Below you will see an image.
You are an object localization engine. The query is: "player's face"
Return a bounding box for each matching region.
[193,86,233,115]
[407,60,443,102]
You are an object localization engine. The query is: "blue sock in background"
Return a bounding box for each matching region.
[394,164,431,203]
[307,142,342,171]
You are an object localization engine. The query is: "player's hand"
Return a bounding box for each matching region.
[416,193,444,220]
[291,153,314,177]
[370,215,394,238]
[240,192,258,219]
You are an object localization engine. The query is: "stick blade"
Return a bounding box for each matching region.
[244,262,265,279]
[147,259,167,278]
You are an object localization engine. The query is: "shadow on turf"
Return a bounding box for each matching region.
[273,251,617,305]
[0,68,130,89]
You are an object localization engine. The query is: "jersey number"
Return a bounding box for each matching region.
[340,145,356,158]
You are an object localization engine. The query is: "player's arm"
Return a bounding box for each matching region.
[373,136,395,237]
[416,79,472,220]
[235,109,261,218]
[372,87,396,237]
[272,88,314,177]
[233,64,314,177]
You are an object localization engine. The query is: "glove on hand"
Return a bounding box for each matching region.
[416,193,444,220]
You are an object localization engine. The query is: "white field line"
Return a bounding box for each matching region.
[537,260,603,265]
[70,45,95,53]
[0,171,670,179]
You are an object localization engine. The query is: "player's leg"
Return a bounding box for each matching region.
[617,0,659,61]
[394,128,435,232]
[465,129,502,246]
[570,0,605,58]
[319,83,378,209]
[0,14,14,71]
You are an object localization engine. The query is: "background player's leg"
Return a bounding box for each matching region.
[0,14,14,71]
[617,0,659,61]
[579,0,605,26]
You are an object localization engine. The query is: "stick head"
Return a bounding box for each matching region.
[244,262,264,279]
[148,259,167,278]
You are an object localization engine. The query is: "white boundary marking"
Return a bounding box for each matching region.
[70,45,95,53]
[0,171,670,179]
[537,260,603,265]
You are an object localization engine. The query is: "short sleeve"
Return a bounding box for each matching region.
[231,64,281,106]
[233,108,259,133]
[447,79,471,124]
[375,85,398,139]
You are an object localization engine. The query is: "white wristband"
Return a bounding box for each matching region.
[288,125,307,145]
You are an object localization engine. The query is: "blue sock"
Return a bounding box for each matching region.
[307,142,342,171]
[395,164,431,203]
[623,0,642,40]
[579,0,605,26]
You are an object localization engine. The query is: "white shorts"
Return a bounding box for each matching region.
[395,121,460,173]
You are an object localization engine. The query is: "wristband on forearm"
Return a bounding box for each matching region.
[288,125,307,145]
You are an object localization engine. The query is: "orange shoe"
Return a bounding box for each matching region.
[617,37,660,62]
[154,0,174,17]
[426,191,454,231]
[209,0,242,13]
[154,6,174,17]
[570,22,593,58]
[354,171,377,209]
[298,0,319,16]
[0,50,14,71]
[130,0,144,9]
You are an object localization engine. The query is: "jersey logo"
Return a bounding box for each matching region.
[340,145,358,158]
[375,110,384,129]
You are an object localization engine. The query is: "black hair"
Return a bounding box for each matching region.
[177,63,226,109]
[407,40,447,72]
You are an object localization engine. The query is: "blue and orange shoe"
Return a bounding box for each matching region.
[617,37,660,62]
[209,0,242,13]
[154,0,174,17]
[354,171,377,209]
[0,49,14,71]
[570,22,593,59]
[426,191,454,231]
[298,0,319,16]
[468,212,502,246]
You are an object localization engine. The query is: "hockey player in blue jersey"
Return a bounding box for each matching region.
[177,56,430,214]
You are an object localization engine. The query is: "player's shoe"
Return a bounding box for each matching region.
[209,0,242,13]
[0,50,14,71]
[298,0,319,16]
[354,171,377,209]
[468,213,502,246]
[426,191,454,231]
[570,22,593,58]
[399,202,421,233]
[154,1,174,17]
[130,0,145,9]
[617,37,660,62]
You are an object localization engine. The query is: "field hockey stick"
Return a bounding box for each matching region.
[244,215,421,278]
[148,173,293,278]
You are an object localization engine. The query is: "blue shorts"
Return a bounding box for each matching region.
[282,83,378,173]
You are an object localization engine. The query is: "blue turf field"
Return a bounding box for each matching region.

==*==

» **Set exercise**:
Determine how many lines of the records above contain the word "white", and reply with only that number.

» **Full response**:
4